Directions: From the records below, extract every line that contains the word "tile".

━━━━━━━━

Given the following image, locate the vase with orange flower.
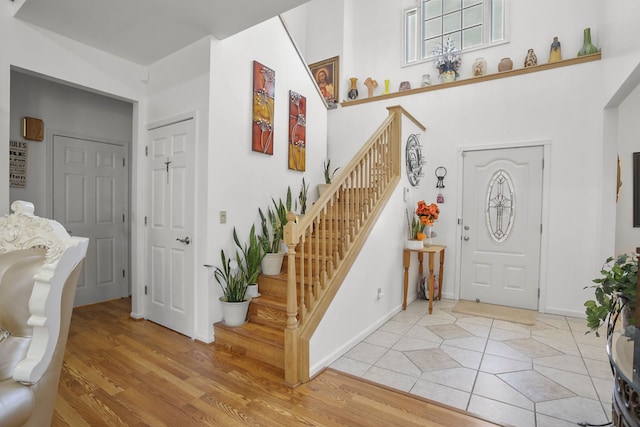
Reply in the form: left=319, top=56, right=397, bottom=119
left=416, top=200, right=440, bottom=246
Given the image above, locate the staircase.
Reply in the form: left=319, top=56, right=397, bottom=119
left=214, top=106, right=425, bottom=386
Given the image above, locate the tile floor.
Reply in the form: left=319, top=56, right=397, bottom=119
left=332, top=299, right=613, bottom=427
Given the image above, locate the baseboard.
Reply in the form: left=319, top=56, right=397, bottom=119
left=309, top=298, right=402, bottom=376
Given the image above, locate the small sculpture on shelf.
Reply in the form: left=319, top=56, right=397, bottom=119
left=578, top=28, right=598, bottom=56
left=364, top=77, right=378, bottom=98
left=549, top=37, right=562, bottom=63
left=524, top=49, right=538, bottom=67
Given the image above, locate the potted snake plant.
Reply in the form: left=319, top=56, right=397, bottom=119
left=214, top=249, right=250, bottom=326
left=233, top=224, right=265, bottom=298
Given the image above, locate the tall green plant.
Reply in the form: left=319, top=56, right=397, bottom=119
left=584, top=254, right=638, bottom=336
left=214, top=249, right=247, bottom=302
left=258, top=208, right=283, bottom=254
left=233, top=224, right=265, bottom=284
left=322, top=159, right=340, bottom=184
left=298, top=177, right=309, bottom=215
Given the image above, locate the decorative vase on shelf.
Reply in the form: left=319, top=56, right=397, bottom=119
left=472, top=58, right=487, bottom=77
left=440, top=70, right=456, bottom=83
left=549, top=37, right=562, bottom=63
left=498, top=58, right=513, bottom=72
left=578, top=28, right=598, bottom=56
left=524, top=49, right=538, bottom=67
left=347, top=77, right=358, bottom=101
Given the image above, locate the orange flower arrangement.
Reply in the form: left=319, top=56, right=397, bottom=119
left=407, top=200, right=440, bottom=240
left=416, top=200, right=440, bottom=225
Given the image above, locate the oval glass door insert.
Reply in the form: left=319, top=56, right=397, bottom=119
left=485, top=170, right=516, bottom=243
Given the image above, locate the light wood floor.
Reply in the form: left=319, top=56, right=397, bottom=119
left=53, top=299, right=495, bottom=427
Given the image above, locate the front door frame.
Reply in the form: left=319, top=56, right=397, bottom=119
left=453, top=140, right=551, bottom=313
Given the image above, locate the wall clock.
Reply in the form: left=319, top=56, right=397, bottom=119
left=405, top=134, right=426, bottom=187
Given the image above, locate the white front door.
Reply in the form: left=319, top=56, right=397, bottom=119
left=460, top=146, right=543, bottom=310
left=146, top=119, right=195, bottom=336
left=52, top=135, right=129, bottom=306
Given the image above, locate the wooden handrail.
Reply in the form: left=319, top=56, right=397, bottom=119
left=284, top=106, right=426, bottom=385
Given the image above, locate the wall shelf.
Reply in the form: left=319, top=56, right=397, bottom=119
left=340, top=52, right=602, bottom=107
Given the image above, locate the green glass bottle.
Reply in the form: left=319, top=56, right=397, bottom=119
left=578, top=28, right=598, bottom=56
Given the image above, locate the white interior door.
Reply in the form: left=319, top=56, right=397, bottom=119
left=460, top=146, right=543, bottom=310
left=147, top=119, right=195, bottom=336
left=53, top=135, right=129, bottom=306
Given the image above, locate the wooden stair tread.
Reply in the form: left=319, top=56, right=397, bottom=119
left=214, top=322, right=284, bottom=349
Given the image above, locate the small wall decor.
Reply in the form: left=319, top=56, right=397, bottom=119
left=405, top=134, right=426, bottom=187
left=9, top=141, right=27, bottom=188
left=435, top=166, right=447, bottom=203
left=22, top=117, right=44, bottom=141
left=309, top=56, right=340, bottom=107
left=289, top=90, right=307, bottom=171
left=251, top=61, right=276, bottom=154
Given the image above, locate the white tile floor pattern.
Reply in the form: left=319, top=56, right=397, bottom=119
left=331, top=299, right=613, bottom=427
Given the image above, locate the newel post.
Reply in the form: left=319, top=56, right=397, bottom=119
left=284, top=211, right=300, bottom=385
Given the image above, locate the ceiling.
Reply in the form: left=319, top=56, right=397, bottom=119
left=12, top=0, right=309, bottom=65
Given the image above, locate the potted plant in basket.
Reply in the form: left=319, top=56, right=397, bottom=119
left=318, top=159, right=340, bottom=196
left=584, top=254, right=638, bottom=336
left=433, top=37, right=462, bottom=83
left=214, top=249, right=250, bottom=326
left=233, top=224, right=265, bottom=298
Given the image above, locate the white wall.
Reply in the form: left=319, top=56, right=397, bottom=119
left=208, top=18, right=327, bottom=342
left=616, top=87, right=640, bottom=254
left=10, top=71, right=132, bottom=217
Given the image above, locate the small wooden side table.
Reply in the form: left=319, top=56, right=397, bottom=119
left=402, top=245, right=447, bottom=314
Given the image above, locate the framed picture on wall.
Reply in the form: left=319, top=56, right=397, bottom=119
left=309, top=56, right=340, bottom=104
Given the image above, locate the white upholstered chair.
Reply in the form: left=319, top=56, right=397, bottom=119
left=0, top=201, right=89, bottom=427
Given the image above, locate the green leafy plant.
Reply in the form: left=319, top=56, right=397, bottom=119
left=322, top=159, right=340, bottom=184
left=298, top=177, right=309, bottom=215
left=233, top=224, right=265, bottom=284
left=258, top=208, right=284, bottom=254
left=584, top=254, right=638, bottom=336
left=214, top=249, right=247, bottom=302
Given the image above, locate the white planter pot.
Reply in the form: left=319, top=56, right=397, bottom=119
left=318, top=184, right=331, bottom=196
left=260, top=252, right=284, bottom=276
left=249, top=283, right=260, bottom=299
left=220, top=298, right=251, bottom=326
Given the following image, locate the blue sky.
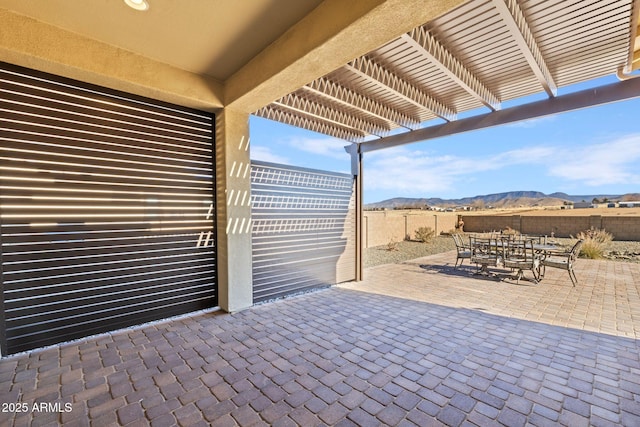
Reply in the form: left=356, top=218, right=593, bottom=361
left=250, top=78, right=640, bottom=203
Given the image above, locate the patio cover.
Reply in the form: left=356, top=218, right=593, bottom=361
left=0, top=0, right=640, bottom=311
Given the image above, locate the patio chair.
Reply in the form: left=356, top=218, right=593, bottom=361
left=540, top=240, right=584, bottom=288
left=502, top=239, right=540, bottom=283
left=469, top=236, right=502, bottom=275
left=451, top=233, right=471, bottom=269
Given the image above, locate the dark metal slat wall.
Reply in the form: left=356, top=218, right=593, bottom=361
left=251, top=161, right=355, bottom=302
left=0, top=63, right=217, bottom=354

━━━━━━━━

Written response:
Given the image above, locate the tile floor.
Given the image above, locate the white tile floor pattern.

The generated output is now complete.